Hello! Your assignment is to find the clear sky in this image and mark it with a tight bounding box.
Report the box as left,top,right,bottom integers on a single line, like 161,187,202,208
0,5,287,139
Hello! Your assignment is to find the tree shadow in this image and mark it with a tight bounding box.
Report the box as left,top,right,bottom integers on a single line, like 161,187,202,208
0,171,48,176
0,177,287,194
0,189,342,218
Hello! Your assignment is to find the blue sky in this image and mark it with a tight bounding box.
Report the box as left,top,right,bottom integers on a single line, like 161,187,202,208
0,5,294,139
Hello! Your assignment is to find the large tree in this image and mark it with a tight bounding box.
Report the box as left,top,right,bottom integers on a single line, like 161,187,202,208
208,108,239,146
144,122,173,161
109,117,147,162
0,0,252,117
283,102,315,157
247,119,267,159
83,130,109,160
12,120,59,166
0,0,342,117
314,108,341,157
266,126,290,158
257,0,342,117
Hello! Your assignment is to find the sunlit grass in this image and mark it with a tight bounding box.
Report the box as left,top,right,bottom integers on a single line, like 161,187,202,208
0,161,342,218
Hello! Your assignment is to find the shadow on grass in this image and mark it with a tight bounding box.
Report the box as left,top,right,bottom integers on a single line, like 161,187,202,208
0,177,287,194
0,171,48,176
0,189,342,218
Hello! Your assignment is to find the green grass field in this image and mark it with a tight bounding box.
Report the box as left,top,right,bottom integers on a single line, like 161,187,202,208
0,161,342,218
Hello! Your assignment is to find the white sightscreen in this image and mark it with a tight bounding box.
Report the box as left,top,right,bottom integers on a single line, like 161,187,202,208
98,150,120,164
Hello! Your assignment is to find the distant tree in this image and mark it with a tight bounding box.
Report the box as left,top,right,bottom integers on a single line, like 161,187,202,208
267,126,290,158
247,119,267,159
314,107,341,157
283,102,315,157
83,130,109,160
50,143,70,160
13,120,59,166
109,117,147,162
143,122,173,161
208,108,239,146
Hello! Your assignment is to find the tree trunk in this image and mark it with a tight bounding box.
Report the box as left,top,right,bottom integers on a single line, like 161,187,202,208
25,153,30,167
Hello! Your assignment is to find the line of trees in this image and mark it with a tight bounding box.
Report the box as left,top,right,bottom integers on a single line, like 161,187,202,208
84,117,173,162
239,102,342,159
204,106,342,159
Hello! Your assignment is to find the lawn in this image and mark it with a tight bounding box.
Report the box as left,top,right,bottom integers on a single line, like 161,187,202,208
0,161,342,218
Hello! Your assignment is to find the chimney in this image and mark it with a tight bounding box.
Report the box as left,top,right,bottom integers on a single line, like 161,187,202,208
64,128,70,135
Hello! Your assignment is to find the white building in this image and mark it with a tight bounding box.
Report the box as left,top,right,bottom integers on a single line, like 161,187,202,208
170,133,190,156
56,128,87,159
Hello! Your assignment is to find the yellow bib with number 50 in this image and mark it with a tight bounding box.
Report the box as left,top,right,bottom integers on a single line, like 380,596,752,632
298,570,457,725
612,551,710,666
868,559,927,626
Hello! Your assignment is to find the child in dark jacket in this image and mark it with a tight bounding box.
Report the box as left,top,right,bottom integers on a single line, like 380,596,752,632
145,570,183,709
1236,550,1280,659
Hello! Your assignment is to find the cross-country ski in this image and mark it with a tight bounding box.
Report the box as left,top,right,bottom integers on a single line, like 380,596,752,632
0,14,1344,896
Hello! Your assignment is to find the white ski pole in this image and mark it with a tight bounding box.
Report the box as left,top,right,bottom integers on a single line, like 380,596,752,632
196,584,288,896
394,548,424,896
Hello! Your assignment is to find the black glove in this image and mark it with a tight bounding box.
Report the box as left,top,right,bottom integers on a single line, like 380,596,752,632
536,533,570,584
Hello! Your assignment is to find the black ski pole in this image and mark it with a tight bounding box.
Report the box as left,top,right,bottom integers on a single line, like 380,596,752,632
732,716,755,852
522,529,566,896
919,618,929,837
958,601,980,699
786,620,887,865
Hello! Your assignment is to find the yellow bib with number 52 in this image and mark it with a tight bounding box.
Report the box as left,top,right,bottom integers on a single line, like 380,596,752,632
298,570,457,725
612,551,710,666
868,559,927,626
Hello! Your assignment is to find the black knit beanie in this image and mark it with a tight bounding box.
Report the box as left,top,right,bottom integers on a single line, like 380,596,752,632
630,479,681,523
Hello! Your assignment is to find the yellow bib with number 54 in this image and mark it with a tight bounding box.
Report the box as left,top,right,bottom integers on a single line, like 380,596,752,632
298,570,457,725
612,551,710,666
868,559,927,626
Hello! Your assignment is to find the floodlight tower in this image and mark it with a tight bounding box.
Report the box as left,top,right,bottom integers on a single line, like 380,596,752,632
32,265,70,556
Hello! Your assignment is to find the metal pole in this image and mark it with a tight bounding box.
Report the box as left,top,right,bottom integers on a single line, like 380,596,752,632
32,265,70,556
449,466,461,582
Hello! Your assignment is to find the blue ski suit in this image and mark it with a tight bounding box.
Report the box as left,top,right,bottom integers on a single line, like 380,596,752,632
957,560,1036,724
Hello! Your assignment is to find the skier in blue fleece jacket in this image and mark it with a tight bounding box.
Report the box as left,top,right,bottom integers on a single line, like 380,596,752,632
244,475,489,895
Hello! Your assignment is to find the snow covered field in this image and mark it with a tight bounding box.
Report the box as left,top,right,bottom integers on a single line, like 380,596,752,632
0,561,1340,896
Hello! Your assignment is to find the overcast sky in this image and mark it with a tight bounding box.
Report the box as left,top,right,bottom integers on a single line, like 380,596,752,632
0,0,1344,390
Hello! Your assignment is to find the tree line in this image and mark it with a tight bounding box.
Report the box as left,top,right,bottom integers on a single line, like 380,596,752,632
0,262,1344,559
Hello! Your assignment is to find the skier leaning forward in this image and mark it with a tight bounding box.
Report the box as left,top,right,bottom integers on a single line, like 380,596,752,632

☆ ☆ ☆

The task: Write out the stretch from the line containing "Hello! Your assignment is to find the white ski" through the line containing "957,560,1036,724", substituting "task" for every "assignment" and leaving everything else unchanged. Give only those lines.

Finished answer:
Hello! Your task is to find the white ski pole in this image and mark it with a tight bounding box.
Report the box as left,top,right,bottom integers on a single line, like 380,596,752,632
196,584,288,896
394,548,424,896
Hello! Your task is to find the black glove in this image and mark it with a tight bounding box.
Report the box as left,top,right,bottom integers on a single line, like 380,596,752,632
536,533,570,584
Hello! Your task is to find the black ski pole in this image and mark it with a tight bounding box.
Report the box as left,top,right,bottom integers on a single line, like 380,596,752,632
732,716,755,852
522,529,566,896
919,618,929,837
958,601,980,699
786,620,887,865
Hello! Your task is to find the yellow bib with number 52 in this image and mark it with a tight bounding box.
Report the box as left,top,right,bottom integers on a single line, like 380,596,752,632
298,570,457,725
612,551,710,666
868,559,927,626
Hello! Your task is to find the black knit beanie in this image and mark it with a tight bounding box.
Report the box as left,top,right,bottom integers on a single line, like 380,596,752,632
630,479,681,523
Hello! Your task is to find the yellow bib with number 54 in this image and mark it with a tight bounding box.
Report the box as left,top,right,bottom integers on a single line, like 380,596,752,632
298,570,457,725
612,551,710,666
868,559,927,626
Hello! Your task is to find the floodlight tower in this image and mark it with a tight bounding box.
Report the box as left,top,right,bottom integers on a single line, like 380,596,752,632
32,265,70,556
Hello! Your task is to find the metal pole in this image and mark it with a tight bounding box.
Report the box as left,top,right,bottom integers on a single line, like 380,596,752,632
32,265,70,556
449,466,461,582
Hello! Your task is to find the blue ski suit in this image and mark it with a tight bounding box.
Report the box as left,top,right,bottom integers on a single line, like 380,596,752,632
957,560,1036,724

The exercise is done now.